▶ **Supplied information**
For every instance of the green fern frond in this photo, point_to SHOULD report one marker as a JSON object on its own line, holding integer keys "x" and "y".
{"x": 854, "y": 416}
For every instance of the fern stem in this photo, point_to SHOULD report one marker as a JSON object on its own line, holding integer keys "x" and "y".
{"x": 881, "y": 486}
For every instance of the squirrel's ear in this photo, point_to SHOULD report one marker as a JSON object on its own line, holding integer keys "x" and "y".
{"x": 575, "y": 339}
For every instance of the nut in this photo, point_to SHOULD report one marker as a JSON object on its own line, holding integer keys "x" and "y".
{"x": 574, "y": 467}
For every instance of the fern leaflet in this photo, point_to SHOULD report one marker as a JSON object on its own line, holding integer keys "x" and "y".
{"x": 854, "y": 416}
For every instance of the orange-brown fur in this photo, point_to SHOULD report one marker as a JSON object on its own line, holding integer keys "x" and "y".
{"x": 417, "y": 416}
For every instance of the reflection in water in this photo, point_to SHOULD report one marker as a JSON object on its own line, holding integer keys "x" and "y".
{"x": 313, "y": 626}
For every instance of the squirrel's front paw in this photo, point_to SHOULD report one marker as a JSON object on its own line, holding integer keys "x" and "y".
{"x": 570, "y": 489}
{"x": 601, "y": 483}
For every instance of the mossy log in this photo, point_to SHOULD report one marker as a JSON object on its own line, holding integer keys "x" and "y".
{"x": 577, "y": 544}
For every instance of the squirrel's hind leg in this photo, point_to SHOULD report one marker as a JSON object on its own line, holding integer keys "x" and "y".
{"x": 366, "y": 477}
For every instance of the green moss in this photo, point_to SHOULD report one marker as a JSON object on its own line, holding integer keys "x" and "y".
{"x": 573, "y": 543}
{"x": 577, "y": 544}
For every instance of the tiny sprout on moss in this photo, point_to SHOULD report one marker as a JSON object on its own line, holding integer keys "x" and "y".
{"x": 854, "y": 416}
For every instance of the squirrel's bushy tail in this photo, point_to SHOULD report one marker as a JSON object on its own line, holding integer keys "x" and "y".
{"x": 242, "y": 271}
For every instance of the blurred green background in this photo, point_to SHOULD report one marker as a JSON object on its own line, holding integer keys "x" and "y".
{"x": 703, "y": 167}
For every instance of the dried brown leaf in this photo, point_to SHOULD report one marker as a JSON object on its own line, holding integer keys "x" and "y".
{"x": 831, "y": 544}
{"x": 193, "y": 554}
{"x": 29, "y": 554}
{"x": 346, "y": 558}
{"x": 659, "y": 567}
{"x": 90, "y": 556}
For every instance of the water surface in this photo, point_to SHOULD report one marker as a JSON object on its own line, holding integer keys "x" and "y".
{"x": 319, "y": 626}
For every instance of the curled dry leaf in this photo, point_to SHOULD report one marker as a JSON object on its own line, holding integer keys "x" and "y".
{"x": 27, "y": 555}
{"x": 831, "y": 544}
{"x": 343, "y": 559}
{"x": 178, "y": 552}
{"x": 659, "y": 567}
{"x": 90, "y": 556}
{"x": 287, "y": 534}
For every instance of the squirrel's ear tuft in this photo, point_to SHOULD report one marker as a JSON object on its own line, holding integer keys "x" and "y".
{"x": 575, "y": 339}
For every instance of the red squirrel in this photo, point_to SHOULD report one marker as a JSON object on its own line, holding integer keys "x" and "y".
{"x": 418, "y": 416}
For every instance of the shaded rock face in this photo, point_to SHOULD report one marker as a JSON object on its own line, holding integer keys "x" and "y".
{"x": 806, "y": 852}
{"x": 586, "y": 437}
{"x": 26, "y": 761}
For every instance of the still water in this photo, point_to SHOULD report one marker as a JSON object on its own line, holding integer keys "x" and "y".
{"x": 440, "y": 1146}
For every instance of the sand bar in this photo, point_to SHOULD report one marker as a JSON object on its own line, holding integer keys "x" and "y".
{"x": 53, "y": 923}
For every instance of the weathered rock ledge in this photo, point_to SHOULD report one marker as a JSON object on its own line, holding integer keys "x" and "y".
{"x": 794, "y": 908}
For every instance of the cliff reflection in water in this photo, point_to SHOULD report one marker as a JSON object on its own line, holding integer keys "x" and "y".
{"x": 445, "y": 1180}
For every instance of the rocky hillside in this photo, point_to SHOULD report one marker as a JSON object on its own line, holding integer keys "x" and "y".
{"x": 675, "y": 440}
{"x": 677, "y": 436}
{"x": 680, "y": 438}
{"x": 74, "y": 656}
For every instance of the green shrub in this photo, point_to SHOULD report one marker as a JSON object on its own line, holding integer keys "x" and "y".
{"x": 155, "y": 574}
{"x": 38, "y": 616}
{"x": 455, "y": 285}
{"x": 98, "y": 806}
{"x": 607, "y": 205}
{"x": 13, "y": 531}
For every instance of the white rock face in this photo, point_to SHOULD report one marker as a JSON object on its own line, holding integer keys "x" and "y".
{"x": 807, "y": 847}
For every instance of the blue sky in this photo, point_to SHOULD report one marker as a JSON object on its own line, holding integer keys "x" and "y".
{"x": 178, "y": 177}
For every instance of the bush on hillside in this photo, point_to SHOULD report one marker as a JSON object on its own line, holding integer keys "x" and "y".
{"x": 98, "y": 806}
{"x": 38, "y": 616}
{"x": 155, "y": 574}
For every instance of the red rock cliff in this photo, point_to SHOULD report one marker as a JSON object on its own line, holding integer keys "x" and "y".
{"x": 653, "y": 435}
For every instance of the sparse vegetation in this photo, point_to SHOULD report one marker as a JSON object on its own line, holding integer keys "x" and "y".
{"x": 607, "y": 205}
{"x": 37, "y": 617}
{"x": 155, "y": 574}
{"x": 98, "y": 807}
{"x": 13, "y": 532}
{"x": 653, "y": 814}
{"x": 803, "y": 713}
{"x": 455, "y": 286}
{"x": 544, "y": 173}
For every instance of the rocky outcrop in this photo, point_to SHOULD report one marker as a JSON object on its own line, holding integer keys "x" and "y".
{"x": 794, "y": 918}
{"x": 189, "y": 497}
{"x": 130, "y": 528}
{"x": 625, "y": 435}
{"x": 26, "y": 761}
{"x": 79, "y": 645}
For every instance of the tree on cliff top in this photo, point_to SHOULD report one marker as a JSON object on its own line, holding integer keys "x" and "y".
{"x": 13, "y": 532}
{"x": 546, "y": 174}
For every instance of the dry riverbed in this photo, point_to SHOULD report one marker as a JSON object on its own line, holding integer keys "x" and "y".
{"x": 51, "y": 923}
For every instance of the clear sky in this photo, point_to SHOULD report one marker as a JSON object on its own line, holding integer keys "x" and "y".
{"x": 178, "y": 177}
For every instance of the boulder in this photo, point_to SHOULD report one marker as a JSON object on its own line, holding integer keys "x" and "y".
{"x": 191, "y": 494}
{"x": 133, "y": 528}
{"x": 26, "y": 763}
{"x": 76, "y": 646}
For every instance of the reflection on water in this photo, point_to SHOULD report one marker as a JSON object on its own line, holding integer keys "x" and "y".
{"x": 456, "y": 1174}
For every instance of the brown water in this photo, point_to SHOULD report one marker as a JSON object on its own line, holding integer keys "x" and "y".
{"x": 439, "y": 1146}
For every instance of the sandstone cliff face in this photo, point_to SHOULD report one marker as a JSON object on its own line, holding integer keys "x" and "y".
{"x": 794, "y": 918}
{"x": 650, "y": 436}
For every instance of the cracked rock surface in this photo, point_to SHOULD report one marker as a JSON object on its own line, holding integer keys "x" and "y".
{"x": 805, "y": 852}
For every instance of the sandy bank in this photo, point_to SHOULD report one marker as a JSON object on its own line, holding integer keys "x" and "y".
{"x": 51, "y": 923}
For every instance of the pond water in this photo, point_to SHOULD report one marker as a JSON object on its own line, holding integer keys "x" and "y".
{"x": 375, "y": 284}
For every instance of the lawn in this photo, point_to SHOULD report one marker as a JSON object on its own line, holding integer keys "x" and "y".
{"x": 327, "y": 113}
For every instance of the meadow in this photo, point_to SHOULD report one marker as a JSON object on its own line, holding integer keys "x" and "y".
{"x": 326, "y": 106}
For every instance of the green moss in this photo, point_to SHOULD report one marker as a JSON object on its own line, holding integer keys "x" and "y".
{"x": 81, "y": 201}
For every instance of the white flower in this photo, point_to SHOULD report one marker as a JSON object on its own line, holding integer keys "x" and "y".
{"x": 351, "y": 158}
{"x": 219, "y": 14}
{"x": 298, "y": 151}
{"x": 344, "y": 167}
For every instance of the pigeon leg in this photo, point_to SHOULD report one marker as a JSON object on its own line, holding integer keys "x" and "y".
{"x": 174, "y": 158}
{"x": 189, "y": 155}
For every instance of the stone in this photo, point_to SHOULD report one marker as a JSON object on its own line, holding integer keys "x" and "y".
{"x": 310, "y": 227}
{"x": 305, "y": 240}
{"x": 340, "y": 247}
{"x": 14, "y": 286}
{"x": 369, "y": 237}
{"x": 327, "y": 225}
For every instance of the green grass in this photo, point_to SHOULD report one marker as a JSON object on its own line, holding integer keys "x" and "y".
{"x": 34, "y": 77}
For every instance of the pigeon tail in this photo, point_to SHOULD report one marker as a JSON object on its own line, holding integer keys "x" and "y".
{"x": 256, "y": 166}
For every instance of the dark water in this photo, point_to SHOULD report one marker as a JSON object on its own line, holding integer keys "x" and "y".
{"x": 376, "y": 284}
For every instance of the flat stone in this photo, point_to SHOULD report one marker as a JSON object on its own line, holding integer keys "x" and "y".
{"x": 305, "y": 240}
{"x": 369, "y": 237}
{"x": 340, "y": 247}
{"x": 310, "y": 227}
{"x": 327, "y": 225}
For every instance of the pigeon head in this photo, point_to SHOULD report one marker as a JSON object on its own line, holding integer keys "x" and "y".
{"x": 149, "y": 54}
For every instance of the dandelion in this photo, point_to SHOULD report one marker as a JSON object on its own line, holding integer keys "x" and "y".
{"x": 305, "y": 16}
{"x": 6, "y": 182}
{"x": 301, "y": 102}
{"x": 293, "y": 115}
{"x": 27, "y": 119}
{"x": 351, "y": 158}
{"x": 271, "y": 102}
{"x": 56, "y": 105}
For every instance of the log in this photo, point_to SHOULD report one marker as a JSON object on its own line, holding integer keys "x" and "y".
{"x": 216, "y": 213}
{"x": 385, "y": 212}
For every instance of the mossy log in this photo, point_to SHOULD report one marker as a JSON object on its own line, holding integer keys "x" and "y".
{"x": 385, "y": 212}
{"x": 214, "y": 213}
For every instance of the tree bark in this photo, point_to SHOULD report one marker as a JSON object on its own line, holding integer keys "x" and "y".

▶ **Task brief**
The line containing "For every instance of the log" marks where to begin; copy it and every later line exactly, through the end of the data.

▶ **Answer area**
For every instance of the log in this photo, point_to SHOULD report one marker as a JSON object on its own line, holding integer keys "x" and "y".
{"x": 216, "y": 213}
{"x": 385, "y": 212}
For every instance of the mossy log in this photo, point_to SHOULD report one marker as a JSON object on its own line, holding integer keys "x" and "y".
{"x": 385, "y": 212}
{"x": 214, "y": 213}
For every instance of the tree bark in this photo, point_to SHOULD report one marker as a JSON object on its own line, holding integer keys "x" and "y".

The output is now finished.